WHAT TO PRODUCE: List every line below that contains the word "orange", treating uppercase and lowercase as different.

SUPPLIED ENTRIES:
────────────────────

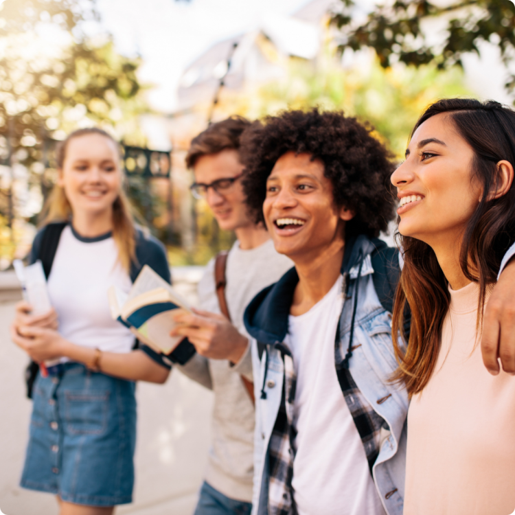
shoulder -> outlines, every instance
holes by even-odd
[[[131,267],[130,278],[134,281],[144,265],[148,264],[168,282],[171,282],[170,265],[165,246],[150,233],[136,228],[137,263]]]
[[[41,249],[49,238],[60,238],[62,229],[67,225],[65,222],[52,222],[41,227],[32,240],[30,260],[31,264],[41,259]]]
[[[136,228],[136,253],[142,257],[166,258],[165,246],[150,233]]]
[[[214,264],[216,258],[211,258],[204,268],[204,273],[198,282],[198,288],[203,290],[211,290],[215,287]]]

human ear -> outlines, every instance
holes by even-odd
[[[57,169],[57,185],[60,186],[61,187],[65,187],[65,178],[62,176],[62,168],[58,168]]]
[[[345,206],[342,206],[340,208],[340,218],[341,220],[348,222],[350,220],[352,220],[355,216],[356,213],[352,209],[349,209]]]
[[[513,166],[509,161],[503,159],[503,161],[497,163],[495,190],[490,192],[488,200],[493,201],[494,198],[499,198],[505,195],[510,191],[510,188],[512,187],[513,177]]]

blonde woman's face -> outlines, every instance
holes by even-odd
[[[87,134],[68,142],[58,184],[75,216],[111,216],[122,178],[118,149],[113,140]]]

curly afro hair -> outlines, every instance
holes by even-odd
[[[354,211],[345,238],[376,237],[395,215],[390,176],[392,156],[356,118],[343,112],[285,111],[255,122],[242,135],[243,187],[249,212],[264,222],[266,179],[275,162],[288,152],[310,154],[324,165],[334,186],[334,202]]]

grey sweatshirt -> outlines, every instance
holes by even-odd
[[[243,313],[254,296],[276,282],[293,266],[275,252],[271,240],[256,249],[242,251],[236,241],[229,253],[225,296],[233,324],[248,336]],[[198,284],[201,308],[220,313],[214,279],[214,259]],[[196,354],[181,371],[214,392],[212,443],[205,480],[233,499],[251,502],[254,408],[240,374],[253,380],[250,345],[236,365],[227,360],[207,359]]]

────────────────────

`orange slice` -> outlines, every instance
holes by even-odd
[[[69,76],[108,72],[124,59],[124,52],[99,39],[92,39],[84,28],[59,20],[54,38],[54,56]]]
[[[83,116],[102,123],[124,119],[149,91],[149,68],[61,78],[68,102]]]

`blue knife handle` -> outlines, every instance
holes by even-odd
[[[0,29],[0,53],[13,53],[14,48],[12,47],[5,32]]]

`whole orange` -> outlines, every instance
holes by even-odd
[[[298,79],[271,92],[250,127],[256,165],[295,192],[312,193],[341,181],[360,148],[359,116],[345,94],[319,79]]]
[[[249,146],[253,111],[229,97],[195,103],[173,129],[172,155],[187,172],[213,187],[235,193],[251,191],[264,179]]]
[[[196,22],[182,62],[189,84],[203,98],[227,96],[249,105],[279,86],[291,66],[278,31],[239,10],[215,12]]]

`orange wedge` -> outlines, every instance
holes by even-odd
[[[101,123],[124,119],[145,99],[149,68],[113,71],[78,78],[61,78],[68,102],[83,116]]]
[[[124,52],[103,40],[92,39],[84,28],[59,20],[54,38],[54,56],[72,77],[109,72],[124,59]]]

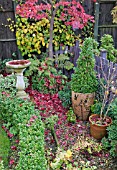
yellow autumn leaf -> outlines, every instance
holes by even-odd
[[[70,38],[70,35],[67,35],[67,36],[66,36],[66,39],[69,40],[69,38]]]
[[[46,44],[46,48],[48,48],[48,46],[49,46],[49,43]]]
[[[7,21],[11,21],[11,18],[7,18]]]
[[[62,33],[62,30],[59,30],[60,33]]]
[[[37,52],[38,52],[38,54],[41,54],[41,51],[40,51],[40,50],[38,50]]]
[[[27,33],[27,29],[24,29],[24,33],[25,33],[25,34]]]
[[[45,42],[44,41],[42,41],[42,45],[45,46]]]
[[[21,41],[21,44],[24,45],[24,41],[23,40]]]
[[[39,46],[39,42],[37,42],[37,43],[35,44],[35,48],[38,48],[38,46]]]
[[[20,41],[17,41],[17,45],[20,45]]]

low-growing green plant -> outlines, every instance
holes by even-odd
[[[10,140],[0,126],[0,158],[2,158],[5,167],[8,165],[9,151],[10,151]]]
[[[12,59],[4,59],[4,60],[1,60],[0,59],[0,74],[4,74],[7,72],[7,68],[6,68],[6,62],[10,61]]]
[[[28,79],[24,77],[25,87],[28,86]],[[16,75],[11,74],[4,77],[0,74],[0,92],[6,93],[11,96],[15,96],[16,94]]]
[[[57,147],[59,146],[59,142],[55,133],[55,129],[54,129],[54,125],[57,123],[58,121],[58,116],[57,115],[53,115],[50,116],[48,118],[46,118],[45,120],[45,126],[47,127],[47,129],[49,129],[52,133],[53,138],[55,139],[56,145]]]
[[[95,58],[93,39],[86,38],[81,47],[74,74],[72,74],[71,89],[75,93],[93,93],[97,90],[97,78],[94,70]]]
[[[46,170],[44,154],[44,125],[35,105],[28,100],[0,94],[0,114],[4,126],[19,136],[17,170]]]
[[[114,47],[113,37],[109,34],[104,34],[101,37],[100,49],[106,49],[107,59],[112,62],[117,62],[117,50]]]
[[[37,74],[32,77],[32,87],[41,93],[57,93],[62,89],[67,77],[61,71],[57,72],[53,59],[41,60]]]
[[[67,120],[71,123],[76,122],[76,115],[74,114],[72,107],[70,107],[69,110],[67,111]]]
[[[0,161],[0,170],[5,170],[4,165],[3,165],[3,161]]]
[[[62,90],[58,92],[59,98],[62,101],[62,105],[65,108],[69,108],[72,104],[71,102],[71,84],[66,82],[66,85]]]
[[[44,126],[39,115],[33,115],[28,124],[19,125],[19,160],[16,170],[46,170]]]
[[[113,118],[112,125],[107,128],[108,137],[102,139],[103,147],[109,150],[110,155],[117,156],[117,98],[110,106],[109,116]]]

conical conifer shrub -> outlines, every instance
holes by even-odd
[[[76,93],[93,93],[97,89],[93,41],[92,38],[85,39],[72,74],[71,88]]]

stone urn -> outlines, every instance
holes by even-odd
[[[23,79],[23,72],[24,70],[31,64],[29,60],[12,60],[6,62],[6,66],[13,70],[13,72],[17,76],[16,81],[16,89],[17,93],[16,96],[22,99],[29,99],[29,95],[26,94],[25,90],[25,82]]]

────────────────────

EXPECTED OUTPUT:
`orange slice` -> outlines, every instance
`whole orange` -> outlines, every instance
`orange wedge` -> outlines, every instance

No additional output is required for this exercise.